━━━ Extract provided ━━━

Section IV.2.     Powers and Duties of Executive Officers Generally. 
The officers of the Corporation shall have such powers and duties in the
management of the Corporation as may be prescribed herein or by resolution of
the Board of Directors.  The Board of Directors may require any officer, agent
or employee to give security for the faithful performance of his duties.

Section IV.3.     Duties of Chief Executive Officer.  The chief
executive officer shall preside at all meetings of the stockholders, and shall
see that all orders and resolutions of the Board of Directors are carried into
effect.  He shall execute bonds, mortgages and other contracts requiring a
seal, under the seal of the Company, except where required or permitted by law
to be otherwise signed and executed and except where the signing and execution
thereof shall be expressly delegated by the Board of Directors to some other
officer or agent of the Company.  To the extent permitted by law, his
signature upon bonds or debentures authenticated by the signature of a trustee
may be by facsimile.  He shall perform such other duties and have such other
duties as may be prescribed from time to time by the Board of Directors and
the Corporation.

Section IV.4.     Duties of President.  The president shall be the chief
operating officer of the Company.  He shall, in the absence or disability of,
or in the event of a vacancy in the office of, the chief executive officer,
perform the duties and exercise the powers of such chief executive officer. 
He shall be responsible for the general and active management of the business
of the Company, and shall see that all orders and resolutions of the Board of
Directors are carried into effect.  He shall perform such other duties and
have such other duties as may be prescribed from time to time by the Board of
Directors of the Corporation.

Section IV.5.     Duties of the Vice President.  The vice presidents
shall, in the order of their organizational ranking, in the absence or
disability, or in the event of a vacancy in the office, of the president,
perform the duties and exercise the powers of the president, and shall perform
such other duties and have such other powers as may from time to time be
prescribed by the Board of Directors of the Corporation.

Section IV.6.     Duties of the Secretary.  The secretary shall keep, or
cause to be kept, in books provided for that purpose, the minutes of the
meetings of the stockholders, the Board of Directors, or any committee
thereof, and shall see that all notices are duly given in accordance with the
provisions of these Bylaws and, as required by law, shall be custodian of the
records of the Corporation.  He shall keep in safe custody the seal of the
Corporation and, when authorized by the board, affix such seal to any document
requiring it, and when so affixed, it shall be attested by his signature, or
by the signature of the treasurer or an assistant secretary.  He shall perform
such duties and have such powers incident to the office of the secretary, and
shall perform such other duties and have such other powers as may be
prescribed from time to time by the Board of Directors of the Corporation.

Section IV.7.     Duties of the Assistant Secretary.  Any assistant
secretary shall, at the request of the Secretary, in his absence or
disability, or in the event of a vacancy in such office, perform the duties
and be vested with the powers of the Secretary.  Each assistant secretary
shall perform such other duties and have such other powers as may be
prescribed from time to time by the Board of Directors of the Corporation.

━━━

- Task directions
According to the bylaws on officer duties, who presides at all meetings of the stockholders? The records were taken from a separate source.

━━━ Rows ━━━

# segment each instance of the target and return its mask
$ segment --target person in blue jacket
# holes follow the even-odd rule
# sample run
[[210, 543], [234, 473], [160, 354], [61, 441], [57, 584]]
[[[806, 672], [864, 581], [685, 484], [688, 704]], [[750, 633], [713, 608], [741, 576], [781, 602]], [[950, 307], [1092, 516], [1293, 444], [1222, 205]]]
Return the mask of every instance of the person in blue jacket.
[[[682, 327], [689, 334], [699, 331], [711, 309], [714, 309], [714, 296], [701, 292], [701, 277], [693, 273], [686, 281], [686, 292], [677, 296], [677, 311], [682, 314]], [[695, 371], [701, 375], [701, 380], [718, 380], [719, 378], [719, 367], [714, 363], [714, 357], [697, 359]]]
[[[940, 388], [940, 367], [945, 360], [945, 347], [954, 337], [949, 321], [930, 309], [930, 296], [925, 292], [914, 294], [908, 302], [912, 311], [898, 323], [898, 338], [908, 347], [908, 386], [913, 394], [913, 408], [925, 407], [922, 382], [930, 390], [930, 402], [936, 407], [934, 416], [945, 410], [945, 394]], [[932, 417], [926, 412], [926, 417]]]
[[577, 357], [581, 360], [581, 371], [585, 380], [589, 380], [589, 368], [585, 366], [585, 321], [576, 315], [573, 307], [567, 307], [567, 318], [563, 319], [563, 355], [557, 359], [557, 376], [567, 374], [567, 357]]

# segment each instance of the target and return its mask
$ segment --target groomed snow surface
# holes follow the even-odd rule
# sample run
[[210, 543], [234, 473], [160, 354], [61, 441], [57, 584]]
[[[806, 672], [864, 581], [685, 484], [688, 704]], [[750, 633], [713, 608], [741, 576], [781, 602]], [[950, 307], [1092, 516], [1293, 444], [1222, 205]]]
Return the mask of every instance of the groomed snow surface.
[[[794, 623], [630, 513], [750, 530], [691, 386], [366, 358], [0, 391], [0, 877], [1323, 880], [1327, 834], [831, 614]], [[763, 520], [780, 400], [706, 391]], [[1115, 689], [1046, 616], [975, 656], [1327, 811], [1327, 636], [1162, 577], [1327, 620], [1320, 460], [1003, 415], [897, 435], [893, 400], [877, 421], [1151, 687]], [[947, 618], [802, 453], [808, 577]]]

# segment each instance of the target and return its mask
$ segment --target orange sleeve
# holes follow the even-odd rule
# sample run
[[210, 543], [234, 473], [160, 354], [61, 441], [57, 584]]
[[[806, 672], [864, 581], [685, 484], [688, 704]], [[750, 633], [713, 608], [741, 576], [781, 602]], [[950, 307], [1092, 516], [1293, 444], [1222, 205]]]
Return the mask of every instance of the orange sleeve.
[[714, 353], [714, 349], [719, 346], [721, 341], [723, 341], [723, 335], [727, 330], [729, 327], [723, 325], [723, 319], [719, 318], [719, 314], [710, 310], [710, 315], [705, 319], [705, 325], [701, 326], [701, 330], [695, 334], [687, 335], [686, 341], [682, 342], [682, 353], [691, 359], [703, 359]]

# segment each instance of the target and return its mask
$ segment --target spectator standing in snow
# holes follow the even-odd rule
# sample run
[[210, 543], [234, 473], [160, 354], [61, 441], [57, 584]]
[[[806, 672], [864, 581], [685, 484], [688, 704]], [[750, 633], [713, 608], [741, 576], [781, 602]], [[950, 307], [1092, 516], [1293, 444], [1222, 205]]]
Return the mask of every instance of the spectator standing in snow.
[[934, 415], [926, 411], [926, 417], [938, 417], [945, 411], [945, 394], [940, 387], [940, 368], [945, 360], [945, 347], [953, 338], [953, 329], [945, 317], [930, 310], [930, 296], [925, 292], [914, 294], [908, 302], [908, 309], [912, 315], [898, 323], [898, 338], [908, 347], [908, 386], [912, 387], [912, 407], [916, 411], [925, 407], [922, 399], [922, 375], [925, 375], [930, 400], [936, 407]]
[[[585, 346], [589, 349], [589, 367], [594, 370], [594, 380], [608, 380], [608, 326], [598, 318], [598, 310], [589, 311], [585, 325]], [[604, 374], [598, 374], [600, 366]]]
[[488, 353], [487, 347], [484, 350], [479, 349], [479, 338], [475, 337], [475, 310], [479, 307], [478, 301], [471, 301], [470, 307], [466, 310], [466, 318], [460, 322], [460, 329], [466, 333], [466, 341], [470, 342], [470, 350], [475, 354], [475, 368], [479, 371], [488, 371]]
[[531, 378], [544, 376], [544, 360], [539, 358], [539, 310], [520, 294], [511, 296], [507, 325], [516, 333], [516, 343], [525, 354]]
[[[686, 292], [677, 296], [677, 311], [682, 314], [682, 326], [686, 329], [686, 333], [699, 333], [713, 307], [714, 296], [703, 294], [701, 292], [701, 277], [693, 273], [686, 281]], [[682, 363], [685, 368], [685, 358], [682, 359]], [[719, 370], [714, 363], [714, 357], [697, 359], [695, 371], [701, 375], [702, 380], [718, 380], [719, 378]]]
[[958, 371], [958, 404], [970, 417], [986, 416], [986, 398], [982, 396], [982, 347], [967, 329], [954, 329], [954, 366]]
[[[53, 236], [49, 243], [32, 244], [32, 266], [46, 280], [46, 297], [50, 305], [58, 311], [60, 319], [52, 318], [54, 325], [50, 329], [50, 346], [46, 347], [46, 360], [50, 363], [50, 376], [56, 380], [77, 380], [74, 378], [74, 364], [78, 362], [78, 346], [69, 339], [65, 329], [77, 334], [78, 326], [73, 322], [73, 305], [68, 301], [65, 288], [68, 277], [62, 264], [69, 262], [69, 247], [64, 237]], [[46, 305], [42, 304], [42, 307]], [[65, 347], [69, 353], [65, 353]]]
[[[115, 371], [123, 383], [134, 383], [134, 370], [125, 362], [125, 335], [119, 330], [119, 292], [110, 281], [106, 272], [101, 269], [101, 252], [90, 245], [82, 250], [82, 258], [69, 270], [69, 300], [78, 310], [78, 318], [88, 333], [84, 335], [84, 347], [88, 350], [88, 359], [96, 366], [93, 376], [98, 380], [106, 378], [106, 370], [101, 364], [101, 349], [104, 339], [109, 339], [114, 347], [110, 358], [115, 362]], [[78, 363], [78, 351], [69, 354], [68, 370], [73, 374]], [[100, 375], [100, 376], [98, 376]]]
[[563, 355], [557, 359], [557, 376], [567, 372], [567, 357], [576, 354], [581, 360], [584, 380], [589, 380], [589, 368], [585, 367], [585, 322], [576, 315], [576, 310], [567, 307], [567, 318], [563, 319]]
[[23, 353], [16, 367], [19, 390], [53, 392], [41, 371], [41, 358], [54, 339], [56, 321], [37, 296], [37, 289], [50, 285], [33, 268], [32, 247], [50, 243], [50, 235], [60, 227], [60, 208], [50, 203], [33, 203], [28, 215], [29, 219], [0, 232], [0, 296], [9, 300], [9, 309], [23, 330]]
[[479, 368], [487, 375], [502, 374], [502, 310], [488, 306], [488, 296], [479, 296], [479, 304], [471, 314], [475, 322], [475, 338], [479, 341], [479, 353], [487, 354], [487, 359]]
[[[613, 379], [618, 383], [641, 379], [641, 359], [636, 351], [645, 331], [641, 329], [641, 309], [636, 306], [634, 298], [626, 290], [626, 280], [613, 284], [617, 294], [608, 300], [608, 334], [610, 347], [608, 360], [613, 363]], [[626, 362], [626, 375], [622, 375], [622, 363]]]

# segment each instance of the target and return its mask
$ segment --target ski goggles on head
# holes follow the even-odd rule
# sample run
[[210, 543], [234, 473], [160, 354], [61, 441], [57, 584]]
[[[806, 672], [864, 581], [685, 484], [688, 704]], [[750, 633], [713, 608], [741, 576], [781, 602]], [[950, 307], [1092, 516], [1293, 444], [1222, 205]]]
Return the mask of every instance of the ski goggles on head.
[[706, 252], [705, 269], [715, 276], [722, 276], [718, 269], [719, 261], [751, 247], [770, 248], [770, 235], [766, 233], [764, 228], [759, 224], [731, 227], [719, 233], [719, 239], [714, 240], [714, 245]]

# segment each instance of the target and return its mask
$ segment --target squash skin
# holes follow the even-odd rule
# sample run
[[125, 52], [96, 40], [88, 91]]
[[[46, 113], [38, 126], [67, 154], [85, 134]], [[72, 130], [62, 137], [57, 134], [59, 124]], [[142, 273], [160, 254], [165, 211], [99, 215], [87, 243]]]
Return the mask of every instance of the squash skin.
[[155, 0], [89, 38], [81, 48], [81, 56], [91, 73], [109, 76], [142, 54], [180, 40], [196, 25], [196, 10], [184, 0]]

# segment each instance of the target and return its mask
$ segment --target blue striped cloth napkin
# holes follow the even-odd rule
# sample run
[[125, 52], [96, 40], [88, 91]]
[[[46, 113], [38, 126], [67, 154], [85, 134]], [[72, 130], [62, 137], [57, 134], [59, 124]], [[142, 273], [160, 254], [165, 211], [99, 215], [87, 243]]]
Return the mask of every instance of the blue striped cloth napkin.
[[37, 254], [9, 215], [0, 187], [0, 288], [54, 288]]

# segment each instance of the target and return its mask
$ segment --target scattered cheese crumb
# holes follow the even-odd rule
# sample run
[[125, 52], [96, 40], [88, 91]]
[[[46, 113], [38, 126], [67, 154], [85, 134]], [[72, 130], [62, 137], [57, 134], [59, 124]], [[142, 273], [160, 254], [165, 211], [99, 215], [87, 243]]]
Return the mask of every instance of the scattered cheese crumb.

━━━

- Task solution
The chief executive officer.